• FRAGMENT ARTYKUŁU:
▶

Zwolnienia grupowe na Podkarpaciu
W styczniu pracodawcy z branż meblarskiej i lotniczej na terenie województwa podkarpackiego zgłosili 210 miejsc pracy, które mogą ulec redukcji, a w lutym kolejnych 20. Zagrożonych miejsc pracy jest więc 230, jednak faktyczna liczba osób, które może wylądować na bezrobociu może być mniejsza. To przez to, że pracodawcy zazwyczaj informują o maksymalnej liczbie redukcji. Dobitnie pokazuje to przykład z 2022 roku, gdzie na Podkarpaciu zgłoszono redukcję blisko 5 tysięcy miejsc pracy, a ostatecznie wypowiedzenia zostały wręczone niespełna 3 tysiącom osób.
ZOBACZ: Z narażeniem życia ratowali innych. 81 policjantów odebrało medale
Fatalny początek 2025 roku na Podkarpaciu? Niekoniecznie
230 miejsc pracy, które mogą ulec redukcji na terenie województwa podkarpackiego nie jest optymistyczną wiadomością, jednak w porównaniu z innymi regionami i wcześniejszymi latami nie są to najwyższe wartości. Dotychczas największe redukcje zatrudnienia na Podkarpaciu miały miejsce w 2020 roku – początek pandemii i 2022 – początek wojny w Ukrainie. W tych latach planowano zwolnić po kilka tysięcy osób.
Krzysztof Powrózek, kierownik Wydziału ds. Promocji i Komunikacji Społecznej, WUP w Rzeszowie podkreśla, że liczba osób, które objęły zwolnienia grupowe na terenie Podkarpacia w porównaniu z innymi regionami jest niewielka.
Koniec i początek roku, aż do wiosny to w zasadzie gorszy okres i pojawiają się wyższe statystyki odnośnie osób bezrobotnych. Jesienią kończą się prace sezonowe, a w okresie jesienno-zimowych zapotrzebowania na prace jest niższe – mówi nam Krzysztof Powrózek.
Odbicia spodziewa się jednak na wiosnę. - Ruszą prace rolne i wiele osób znajdzie zatrudnienie w branży budowlanej – ocenia.
Słabszy początek roku i wzrost zatrudnienia na wiosnę to zjawisko, które jest obserwowane na terenie województwa podkarpackiego od kilkunastu lat.

◀

• UDOSTĘPNIONY MATERIAŁ:
▶

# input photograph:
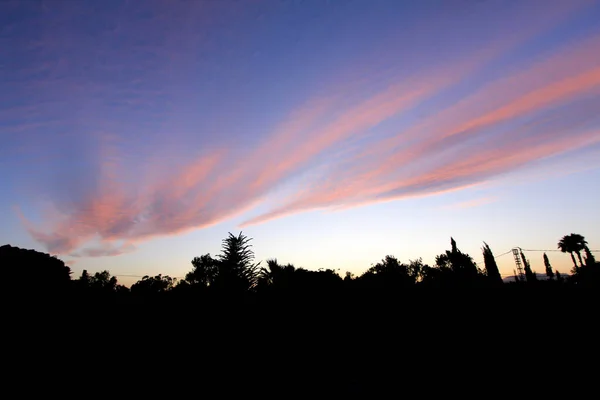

◀

• ZESTAW ZADAŃ:
a – Odpowiedz na podstawie artykułu o zwolnieniach grupowych:
(i) Ile miejsc pracy zgłoszono w styczniu jako zagrożone redukcją?
(ii) W których latach nastąpiły dotychczas największe redukcje zatrudnienia na Podkarpaciu?
(iii) Jaką funkcję pełni Krzysztof Powrózek?
b – Przepisz dokładnie fragment artykułu o zwolnieniach grupowych od słów „ZOBACZ: Z narażeniem” aż do słów „regionami jest niewielka.” włącznie.

• ODPOWIEDZI DO ZADAŃ:
a –
(i) 210 miejsc pracy.
(ii) W 2020 i 2022 roku.
(iii) Jest kierownikiem Wydziału ds. Promocji i Komunikacji Społecznej WUP w Rzeszowie.

b –
ZOBACZ: Z narażeniem życia ratowali innych. 81 policjantów odebrało medale
Fatalny początek 2025 roku na Podkarpaciu? Niekoniecznie
230 miejsc pracy, które mogą ulec redukcji na terenie województwa podkarpackiego nie jest optymistyczną wiadomością, jednak w porównaniu z innymi regionami i wcześniejszymi latami nie są to najwyższe wartości. Dotychczas największe redukcje zatrudnienia na Podkarpaciu miały miejsce w 2020 roku – początek pandemii i 2022 – początek wojny w Ukrainie. W tych latach planowano zwolnić po kilka tysięcy osób.
Krzysztof Powrózek, kierownik Wydziału ds. Promocji i Komunikacji Społecznej, WUP w Rzeszowie podkreśla, że liczba osób, które objęły zwolnienia grupowe na terenie Podkarpacia w porównaniu z innymi regionami jest niewielka.